(Location labeling records)
* START *
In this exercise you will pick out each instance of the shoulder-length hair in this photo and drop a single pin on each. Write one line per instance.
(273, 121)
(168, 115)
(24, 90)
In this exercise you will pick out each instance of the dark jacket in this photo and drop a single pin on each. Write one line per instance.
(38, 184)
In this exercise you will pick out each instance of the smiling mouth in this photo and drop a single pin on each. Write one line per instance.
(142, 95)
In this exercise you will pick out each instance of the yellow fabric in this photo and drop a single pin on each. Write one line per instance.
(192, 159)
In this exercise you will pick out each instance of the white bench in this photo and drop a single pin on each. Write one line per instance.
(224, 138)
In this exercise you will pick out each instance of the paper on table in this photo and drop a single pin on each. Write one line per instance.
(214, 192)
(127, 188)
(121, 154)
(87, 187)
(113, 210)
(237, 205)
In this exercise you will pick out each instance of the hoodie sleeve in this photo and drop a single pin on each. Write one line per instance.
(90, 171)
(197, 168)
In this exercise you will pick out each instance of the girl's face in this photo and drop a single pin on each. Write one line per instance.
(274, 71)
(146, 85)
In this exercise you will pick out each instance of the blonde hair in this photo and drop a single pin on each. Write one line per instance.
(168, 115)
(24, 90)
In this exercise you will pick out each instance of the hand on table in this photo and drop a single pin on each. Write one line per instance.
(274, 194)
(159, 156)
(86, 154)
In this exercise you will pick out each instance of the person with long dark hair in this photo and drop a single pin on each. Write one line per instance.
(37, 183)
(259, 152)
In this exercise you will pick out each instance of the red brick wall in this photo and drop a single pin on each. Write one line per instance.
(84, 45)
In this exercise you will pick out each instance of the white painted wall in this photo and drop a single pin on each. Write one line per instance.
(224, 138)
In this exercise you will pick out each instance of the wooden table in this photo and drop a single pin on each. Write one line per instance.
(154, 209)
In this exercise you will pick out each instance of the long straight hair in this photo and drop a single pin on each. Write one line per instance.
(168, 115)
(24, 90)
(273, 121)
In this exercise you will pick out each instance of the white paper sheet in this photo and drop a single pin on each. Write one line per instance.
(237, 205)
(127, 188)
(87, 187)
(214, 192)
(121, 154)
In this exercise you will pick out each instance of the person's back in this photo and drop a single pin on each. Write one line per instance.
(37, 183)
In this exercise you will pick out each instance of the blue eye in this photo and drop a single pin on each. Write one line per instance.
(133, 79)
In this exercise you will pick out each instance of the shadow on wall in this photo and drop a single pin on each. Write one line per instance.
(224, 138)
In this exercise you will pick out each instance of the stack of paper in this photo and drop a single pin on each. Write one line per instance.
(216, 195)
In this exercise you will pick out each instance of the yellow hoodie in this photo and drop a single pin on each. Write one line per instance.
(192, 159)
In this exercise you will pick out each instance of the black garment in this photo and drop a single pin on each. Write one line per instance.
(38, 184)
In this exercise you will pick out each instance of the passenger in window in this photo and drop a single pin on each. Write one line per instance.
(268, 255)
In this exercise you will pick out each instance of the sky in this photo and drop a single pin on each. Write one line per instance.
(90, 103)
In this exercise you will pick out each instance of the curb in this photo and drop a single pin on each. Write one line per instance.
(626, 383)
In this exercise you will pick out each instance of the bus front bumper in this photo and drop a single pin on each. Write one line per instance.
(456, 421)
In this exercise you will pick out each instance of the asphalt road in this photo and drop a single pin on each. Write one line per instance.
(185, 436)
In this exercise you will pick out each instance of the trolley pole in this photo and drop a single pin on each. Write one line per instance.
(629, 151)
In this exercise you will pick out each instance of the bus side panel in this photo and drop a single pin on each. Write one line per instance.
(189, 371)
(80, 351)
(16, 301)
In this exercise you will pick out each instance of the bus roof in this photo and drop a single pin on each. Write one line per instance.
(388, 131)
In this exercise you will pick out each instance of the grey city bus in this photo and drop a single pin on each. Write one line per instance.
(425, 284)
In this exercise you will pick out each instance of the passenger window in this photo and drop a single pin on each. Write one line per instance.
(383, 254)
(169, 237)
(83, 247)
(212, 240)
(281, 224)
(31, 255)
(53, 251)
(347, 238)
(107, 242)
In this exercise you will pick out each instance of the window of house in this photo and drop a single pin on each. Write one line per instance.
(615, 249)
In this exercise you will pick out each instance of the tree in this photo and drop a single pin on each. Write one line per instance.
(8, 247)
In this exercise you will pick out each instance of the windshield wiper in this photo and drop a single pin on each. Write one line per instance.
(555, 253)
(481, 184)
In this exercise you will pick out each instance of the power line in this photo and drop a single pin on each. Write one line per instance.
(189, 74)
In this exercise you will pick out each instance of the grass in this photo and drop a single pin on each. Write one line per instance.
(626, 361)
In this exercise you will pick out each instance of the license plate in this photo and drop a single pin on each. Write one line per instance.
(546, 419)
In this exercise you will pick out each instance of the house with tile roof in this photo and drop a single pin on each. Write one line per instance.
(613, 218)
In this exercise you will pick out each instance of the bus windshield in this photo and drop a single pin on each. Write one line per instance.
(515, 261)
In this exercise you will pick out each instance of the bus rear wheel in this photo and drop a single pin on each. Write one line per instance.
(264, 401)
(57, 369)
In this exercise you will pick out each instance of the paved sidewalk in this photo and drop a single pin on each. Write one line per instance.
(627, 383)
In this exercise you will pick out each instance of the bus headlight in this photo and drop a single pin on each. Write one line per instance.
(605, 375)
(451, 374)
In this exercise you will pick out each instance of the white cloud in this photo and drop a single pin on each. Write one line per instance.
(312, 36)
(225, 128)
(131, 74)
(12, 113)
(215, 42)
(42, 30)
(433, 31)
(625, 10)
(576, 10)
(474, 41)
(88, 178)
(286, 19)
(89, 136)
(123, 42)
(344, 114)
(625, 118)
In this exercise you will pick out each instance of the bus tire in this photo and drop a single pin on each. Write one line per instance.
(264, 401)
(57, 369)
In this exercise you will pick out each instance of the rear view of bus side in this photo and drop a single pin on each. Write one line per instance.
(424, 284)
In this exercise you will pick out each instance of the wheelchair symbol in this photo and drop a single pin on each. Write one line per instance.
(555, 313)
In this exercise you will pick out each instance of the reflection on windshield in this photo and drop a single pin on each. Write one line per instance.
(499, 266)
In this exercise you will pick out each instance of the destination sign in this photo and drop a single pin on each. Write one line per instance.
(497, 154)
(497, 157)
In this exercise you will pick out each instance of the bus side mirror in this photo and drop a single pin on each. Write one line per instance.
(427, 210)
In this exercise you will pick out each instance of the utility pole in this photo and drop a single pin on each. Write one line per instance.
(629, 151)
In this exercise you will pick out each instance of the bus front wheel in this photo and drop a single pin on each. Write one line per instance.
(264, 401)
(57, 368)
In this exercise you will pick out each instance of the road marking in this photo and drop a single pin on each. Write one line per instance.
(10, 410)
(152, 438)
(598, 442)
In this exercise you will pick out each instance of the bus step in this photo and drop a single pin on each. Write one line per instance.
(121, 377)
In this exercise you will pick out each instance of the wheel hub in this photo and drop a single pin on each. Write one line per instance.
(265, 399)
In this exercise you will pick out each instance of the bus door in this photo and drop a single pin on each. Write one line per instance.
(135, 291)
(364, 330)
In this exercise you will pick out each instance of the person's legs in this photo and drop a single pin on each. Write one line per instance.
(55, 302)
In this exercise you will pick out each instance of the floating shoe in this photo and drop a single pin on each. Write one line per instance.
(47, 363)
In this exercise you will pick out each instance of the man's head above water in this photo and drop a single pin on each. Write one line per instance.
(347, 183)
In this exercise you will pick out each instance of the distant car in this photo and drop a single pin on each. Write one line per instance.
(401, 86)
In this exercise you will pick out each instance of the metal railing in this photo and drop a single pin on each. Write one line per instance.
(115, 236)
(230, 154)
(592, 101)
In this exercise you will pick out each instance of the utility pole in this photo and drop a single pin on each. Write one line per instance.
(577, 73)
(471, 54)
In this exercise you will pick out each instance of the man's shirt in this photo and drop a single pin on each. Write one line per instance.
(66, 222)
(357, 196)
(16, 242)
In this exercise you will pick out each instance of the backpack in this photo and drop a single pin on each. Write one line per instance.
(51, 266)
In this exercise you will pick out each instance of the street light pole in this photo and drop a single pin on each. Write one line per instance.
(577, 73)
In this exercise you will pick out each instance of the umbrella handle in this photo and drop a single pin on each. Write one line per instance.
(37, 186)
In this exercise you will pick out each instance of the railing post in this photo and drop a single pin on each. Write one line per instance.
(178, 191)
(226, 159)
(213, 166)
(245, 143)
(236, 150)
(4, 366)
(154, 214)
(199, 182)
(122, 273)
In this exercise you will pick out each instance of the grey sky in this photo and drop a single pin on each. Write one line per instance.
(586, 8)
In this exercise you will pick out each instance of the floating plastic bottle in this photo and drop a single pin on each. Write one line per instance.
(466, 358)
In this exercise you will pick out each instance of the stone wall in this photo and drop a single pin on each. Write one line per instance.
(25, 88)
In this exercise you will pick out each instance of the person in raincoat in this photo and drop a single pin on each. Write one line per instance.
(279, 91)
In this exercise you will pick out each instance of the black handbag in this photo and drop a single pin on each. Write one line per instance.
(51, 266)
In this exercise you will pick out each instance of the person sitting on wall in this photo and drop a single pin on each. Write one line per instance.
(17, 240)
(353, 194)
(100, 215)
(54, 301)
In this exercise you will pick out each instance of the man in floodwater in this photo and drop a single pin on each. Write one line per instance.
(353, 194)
* END *
→ Problem statement: Take the line holding "the black handbag" and all lines after it through the end of the data, and set them down exactly.

→ Solution:
In this exercise you will pick out each instance of the black handbag in this photo and drop a single pin on each. Write one line per instance.
(51, 266)
In this exercise you will pick out each instance of the person sitting on wall in this photo and drop a single pin on each. Write one line per instance.
(17, 240)
(353, 194)
(100, 215)
(54, 301)
In this exercise you will pick out each instance of the man in floodwater in this photo and drop a single pin on each. Write one line per instance.
(353, 194)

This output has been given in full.